------ DATA SUPPLIED
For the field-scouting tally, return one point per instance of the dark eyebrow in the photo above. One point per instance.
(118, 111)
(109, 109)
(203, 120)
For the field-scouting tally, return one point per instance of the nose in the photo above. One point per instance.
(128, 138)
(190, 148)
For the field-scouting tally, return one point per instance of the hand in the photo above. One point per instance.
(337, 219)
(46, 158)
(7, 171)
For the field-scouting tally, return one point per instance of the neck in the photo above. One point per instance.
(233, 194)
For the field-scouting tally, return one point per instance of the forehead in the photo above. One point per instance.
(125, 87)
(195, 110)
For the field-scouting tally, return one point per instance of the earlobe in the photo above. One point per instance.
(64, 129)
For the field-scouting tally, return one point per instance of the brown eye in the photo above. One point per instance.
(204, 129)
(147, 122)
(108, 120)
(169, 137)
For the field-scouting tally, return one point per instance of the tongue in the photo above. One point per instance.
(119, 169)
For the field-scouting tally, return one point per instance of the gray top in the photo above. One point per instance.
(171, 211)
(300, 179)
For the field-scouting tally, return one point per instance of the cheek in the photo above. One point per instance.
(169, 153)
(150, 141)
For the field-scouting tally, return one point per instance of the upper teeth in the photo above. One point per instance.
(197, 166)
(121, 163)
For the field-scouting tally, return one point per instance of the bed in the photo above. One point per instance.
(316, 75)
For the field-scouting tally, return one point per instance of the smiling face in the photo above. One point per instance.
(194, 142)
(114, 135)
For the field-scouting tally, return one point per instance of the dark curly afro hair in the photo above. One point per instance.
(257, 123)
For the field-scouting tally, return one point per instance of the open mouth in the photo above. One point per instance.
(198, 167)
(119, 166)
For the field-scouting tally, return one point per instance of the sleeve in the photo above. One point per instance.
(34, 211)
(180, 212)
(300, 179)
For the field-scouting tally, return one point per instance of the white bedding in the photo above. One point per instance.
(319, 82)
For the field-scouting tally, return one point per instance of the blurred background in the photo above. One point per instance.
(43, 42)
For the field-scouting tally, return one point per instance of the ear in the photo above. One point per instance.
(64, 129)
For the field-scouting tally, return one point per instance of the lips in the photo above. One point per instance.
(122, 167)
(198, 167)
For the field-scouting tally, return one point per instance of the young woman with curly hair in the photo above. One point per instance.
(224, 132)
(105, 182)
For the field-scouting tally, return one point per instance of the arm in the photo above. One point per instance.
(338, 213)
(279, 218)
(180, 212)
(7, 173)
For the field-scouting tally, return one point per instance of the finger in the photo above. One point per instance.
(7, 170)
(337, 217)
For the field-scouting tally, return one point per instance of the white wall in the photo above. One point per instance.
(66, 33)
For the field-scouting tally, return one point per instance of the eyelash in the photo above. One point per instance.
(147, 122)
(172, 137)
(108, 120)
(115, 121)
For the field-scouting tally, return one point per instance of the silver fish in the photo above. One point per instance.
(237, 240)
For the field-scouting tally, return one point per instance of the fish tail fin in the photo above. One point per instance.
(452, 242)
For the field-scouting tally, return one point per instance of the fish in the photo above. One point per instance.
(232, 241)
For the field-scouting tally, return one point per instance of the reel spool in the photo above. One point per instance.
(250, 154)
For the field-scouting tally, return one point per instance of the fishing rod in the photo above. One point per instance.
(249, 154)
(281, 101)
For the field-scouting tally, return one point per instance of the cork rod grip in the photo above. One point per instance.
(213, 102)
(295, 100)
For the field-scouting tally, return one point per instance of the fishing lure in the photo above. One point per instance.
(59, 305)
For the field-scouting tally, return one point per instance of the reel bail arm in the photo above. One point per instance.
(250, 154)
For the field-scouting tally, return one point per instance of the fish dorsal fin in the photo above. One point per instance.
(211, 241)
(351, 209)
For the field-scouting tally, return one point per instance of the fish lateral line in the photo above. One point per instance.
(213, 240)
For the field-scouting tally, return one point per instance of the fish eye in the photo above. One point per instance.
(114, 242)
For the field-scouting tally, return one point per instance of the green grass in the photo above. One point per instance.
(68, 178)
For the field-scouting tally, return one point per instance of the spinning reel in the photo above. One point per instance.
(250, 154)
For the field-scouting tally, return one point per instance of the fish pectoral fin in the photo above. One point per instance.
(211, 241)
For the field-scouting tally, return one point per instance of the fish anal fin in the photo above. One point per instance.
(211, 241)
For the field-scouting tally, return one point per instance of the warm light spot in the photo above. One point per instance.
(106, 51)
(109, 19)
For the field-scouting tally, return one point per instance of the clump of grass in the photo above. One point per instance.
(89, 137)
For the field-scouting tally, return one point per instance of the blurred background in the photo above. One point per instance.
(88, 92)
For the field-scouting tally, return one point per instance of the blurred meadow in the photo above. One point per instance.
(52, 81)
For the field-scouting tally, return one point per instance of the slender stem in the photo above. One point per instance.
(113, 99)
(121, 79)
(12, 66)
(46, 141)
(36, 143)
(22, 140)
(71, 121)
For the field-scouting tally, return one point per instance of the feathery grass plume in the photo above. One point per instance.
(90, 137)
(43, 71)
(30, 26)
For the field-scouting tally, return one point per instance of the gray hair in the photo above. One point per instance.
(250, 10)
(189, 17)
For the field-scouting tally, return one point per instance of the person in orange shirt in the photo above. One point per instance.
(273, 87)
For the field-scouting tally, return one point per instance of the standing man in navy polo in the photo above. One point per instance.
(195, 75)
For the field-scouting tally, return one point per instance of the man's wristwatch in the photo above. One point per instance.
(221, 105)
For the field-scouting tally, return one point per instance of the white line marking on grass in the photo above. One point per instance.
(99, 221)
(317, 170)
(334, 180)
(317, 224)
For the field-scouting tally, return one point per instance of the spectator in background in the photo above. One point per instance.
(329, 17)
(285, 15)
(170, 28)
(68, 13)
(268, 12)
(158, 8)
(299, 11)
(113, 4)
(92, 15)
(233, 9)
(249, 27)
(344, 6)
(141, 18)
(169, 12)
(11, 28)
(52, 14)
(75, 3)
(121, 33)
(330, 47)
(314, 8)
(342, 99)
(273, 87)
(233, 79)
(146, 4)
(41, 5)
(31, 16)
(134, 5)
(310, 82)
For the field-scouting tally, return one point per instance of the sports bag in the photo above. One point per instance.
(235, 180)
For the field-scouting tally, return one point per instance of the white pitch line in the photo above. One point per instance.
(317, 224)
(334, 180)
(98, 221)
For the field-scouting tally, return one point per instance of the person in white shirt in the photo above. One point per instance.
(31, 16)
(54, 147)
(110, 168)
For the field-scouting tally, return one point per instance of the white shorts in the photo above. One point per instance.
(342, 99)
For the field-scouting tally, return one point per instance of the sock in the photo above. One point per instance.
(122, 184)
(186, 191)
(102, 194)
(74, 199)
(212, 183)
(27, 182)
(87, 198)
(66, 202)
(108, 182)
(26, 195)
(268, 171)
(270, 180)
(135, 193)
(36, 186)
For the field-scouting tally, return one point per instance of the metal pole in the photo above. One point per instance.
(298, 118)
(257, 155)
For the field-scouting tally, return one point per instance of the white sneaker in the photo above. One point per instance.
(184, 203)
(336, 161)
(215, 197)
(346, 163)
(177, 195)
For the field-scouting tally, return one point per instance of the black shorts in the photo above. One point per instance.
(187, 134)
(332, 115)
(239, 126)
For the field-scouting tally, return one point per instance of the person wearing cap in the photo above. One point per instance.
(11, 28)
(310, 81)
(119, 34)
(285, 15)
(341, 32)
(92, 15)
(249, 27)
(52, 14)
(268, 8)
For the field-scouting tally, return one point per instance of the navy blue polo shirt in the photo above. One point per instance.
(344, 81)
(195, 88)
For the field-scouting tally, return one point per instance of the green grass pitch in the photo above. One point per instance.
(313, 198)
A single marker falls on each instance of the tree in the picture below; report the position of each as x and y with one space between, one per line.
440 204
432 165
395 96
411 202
------------
WORK TO COMPLETE |
Return exactly the lines of the data, and only those, from the line with "person in white" through the last line, inclusive.

COMPLETE ANSWER |
For the field-scouting tally, return one point per instance of the person in white shirt in the photo above. One point per instance.
(31, 16)
(54, 147)
(110, 168)
For the field-scouting tally, return one point per instance of the white shorts in the photo above. One point per instance.
(342, 99)
For the field-scouting tally, return one point per instance of the sock in the photo above. One point per instance.
(122, 184)
(186, 191)
(102, 194)
(74, 199)
(212, 183)
(27, 182)
(87, 198)
(66, 202)
(108, 182)
(26, 195)
(268, 171)
(270, 180)
(135, 193)
(36, 186)
For the field-scouting tally, return one point per instance of the metal pole in the photo above. One point per instance.
(298, 118)
(257, 155)
For the field-scouting tally, return one point per instance of the white sneaker in the photo above. One point per instance.
(184, 203)
(336, 161)
(215, 197)
(346, 163)
(177, 195)
For the field-scouting tally, return one point per instance of the black shorts in the photo above. One point per instance.
(187, 134)
(332, 115)
(239, 126)
For the field-scouting tally, return one point per instance of the person wearing cap in the photo above. One point per instance.
(11, 28)
(310, 81)
(119, 34)
(285, 15)
(341, 32)
(92, 15)
(249, 27)
(52, 14)
(268, 8)
For the field-scouting tally, return one point per instance of the navy blue polo shirt in the photo above. One point per instance.
(344, 81)
(195, 88)
For the field-scouting tally, return one point per instance of the green grass pitch in the photo above. One point per instance.
(313, 198)
A single marker falls on each instance of the tree in the picture below; report the position of each as x and y with one space between, one per line.
440 204
432 165
395 96
411 202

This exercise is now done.